▶ **Short exercise 1**
In the OTS rule excerpt, how long after receipt are notices under the expedited procedure deemed approved automatically?
▶ **Short exercise 2**
List each category of transaction that amended Sec. 563.22(c) in the OTS rule excerpt subjects to prior notice or application.
▶ **Short exercise 3**
Pick up the OTS rule excerpt from its final line and write the next passage.

▶ **Page excerpt**
● ● ● ● ● ● ●
The OTS has determined that requiring a voluntary dissolution
application would have eliminated any streamlining arising from the
notification process in those circumstances. The Federal stock
association will still be required under Sec. 552.13 to surrender its
charter upon completion of the transaction.
Amended Sec. 563.22(c) requires prior notice or application to the
OTS in accordance with new Sec. 563.22(h)(2) for the following
categories of transactions:
(1) Purchases of assets by a savings association that do not
require OTS approval under the BMA and Sec. 563.22(a);
(2) Bulk sales of less than all or substantially all of the assets
of a savings association;
(3) Transactions in which a savings association transfers less than
all or substantially all of its deposit liabilities to a bank or other
depository institution;
(4) Bulk assumptions or transfers of non-deposit liabilities by a
savings association; and
(5) Combinations involving savings associations and depository
institutions other than insured depository institutions.
The OTS believes that an abbreviated procedure is appropriate for
these types of transactions, provided that the savings association is
well capitalized, and otherwise qualifies for ``expedited treatment''
under part 516. Accordingly, under new Sec. 563.22(h)(2)(i), an
expedited notice procedure is available for all five of the foregoing
categories of transactions where all constituent savings associations
meet the conditions for ``expedited treatment'' under 12 CFR 516.3(a).
Notices under this provision of the rule would be deemed approved
automatically 30 days after receipt, unless the OTS determines that an
application is required.\21\
---------------------------------------------------------------------------
\21\As is the case with respect to any notice receiving
expedited treatment under Sec. 516.3(a), the OTS may impose
appropriate conditions in connection with acceptance of a notice
under new Sec. 563.22(h)(2)(i).
● ● ● ● ● ● ●
▶ **Items**
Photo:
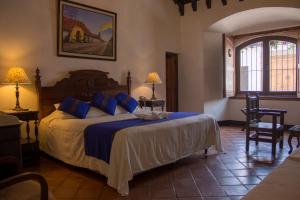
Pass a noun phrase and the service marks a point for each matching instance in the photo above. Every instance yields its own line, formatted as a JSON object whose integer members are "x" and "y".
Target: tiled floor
{"x": 219, "y": 177}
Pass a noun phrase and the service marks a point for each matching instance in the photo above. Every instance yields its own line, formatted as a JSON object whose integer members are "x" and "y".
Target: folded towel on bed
{"x": 152, "y": 115}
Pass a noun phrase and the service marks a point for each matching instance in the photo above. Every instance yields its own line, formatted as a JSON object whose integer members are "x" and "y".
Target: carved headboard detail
{"x": 81, "y": 84}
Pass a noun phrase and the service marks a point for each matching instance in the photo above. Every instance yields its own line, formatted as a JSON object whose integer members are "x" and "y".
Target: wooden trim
{"x": 266, "y": 65}
{"x": 58, "y": 31}
{"x": 224, "y": 64}
{"x": 266, "y": 32}
{"x": 275, "y": 98}
{"x": 81, "y": 84}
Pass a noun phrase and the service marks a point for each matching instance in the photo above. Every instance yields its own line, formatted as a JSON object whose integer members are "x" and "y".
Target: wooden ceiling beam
{"x": 224, "y": 2}
{"x": 208, "y": 4}
{"x": 194, "y": 4}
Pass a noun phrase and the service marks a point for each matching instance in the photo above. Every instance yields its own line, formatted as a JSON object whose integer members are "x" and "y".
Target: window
{"x": 268, "y": 66}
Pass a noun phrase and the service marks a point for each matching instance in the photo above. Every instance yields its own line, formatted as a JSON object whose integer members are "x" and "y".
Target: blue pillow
{"x": 74, "y": 107}
{"x": 127, "y": 102}
{"x": 104, "y": 102}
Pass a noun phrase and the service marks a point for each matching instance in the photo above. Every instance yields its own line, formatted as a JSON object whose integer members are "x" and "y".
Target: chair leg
{"x": 281, "y": 140}
{"x": 247, "y": 141}
{"x": 257, "y": 138}
{"x": 274, "y": 146}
● ● ● ● ● ● ●
▶ **Output 1**
They are deemed approved automatically 30 days after receipt, unless the OTS determines that an application is required.

▶ **Output 2**
1. Purchases of assets by a savings association that do not require OTS approval under the BMA and Sec. 563.22(a)
2. Bulk sales of less than all or substantially all of the assets of a savings association
3. Transactions in which a savings association transfers less than all or substantially all of its deposit liabilities to a bank or other depository institution
4. Bulk assumptions or transfers of non-deposit liabilities by a savings association
5. Combinations involving savings associations and depository institutions other than insured depository institutions

▶ **Output 3**
---------------------------------------------------------------------------
Under new Secs. 563.22(h)(2)(ii) and 563.22(h)(2)(iii), a standard
application procedure must be followed where any constituent savings
association does not meet the criteria for ``expedited treatment''
under Sec. 516.3(a), or where a notice filed under Sec. 563.22(h)(2)(i)
is incomplete or otherwise does not satisfy the notice requirements.
These applications will be subject to the ``standard'' review periods
set forth in part 516, with certain exceptions. As with other
applications, the OTS is required to notify an applicant within 30
calendar days after proper submission of an application whether it is
``sufficient'' or ``complete,'' and what additional information is
required, if any, in order to render the submission sufficient, or that
the submission is materially deficient and will not be processed.\22\
In addition, the 60-day period for review for an application under
these provisions commences on the date the OTS determines the
application to be sufficient.\23\
---------------------------------------------------------------------------
\22\12 CFR 516.2(c).
\23\12 CFR 516.2(d).
---------------------------------------------------------------------------
Under part 516, the OTS may extend the application review period
for an additional 30-day period upon notice to the applicant.24
Part 516 also permits the OTS to extend the review period in cases
involving a significant issue of law or policy or where a protest has
been filed under the CRA.25 However, consistent with new section
10(s)(2) of the HOLA, new Sec. 563.22(d)(4) and (h)(2)(iii) of the rule
specifically provide that the 60-day review period for an Oakar
application may be extended for up to 30 days only if the OTS
determines that the applicant has failed to furnish information
requested by the OTS, or if the information furnished is substantially
inaccurate.
---------------------------------------------------------------------------
\2\412 CFR 516.2(e).
\2\512 CFR 516.2(f).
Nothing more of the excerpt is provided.